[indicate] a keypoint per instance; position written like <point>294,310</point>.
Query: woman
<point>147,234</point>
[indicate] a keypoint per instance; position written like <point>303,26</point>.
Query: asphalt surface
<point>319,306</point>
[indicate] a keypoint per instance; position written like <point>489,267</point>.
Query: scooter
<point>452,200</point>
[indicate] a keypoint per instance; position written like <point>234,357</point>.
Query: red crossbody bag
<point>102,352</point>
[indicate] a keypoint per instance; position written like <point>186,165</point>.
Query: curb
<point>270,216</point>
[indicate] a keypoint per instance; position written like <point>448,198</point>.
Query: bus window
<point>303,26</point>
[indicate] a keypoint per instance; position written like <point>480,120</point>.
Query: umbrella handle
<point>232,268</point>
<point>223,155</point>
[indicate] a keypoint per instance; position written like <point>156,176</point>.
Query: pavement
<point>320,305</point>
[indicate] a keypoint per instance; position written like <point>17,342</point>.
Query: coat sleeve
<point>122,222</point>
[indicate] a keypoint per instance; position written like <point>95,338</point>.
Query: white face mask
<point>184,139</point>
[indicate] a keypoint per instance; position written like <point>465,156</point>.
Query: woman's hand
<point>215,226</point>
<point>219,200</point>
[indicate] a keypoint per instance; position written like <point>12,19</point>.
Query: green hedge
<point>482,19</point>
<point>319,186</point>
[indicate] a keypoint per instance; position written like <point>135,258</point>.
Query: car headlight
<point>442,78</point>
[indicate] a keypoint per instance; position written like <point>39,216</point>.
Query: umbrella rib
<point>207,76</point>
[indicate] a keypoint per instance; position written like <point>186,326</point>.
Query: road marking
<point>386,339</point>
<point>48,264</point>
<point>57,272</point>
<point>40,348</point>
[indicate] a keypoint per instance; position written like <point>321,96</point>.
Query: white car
┄┄┄┄┄┄
## REQUIREMENT
Format the lines as a JSON list of strings, one string for each line with blank lines left out, starting with the line that contains "written like <point>303,26</point>." and going on through the line that contains "<point>319,186</point>".

## FINISHED TASK
[
  "[indicate] a keypoint per instance; position written like <point>303,26</point>.",
  "Query: asphalt surface",
  "<point>319,306</point>",
  "[indicate] a keypoint per instance; position written like <point>489,267</point>.",
  "Query: scooter",
  "<point>452,200</point>",
  "[indicate] a keypoint per instance; position written like <point>234,357</point>.",
  "Query: red crossbody bag",
  "<point>102,352</point>",
  "[indicate] a keypoint per instance; position written like <point>186,165</point>.",
  "Query: curb",
  "<point>270,216</point>",
  "[indicate] a keypoint per instance; position written like <point>448,198</point>.",
  "Query: bus window",
  "<point>303,26</point>",
  "[indicate] a keypoint per instance; position written like <point>480,120</point>.",
  "Query: umbrella handle",
  "<point>232,268</point>",
  "<point>223,155</point>",
  "[indicate] a keypoint per instance; position written like <point>156,176</point>.",
  "Query: pavement",
  "<point>320,305</point>",
  "[indicate] a keypoint per instance; position written like <point>17,342</point>.",
  "Query: coat sleeve",
  "<point>122,222</point>",
  "[indicate] a keypoint per instance; position written like <point>95,338</point>.",
  "Query: white face mask",
  "<point>184,139</point>",
  "[indicate] a keypoint per instance; position written like <point>465,156</point>.",
  "Query: woman's hand",
  "<point>215,226</point>",
  "<point>219,200</point>",
  "[indicate] a keypoint per instance; position written like <point>12,19</point>.",
  "Query: green hedge",
  "<point>482,19</point>",
  "<point>319,186</point>"
]